— Start —

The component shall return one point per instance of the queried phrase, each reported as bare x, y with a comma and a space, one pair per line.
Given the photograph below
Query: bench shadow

— End —
— Start —

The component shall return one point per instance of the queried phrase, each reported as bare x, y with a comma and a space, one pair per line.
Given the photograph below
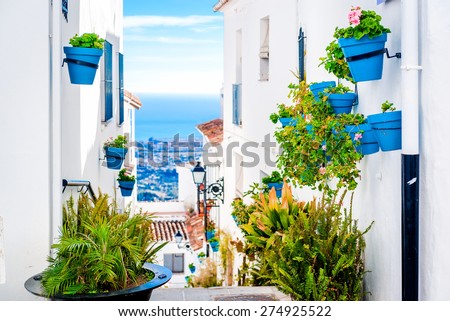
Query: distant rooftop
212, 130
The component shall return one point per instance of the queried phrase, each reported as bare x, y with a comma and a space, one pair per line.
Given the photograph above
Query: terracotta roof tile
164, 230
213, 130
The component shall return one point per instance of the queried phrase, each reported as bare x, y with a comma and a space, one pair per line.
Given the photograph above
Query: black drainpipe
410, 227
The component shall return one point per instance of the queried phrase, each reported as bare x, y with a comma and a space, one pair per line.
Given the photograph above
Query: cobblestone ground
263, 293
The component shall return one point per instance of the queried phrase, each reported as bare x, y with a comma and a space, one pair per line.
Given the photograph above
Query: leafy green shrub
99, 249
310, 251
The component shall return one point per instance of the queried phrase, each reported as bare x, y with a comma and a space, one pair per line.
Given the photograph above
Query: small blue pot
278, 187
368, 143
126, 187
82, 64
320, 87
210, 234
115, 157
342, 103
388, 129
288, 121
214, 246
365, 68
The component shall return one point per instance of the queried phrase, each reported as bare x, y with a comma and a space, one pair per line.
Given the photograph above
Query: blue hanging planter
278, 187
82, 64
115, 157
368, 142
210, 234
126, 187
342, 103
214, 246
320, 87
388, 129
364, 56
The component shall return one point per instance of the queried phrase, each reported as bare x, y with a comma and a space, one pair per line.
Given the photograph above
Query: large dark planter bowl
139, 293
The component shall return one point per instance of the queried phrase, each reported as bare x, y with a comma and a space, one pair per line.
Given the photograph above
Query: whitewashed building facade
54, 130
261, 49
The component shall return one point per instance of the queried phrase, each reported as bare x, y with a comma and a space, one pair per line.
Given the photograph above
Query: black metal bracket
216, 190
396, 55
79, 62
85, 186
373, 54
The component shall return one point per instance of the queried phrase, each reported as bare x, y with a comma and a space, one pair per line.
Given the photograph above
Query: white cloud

— End —
— Start —

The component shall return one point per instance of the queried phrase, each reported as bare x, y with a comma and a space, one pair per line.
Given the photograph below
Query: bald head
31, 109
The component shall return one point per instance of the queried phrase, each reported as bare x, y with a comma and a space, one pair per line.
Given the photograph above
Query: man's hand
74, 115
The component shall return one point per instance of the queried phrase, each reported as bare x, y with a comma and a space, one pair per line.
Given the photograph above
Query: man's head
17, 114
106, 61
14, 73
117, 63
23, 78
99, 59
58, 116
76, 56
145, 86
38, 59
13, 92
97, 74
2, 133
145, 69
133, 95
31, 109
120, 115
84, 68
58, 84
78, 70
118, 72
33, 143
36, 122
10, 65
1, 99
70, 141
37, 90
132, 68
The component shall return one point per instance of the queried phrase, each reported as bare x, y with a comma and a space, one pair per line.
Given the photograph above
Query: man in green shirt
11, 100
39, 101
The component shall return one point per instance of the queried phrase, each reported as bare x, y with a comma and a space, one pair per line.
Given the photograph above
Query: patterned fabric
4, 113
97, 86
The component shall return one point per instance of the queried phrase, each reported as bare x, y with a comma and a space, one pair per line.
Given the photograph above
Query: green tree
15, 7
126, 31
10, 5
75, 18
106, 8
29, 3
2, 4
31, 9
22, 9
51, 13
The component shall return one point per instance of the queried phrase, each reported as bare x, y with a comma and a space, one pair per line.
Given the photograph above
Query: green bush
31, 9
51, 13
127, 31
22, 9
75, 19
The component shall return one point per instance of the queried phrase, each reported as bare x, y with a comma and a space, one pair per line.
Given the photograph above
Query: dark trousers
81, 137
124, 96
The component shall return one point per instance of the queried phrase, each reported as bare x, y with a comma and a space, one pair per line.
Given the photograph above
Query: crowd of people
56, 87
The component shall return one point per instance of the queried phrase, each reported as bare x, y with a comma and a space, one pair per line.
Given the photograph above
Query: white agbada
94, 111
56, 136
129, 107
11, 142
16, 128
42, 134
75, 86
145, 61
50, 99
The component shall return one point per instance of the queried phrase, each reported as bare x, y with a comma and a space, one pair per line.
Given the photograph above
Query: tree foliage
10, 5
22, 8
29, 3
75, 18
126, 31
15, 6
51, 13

— End —

Select each line in the records above that contains the word "blue", and copy those lines out.

Query: small blue pot
Query: blue hanging planter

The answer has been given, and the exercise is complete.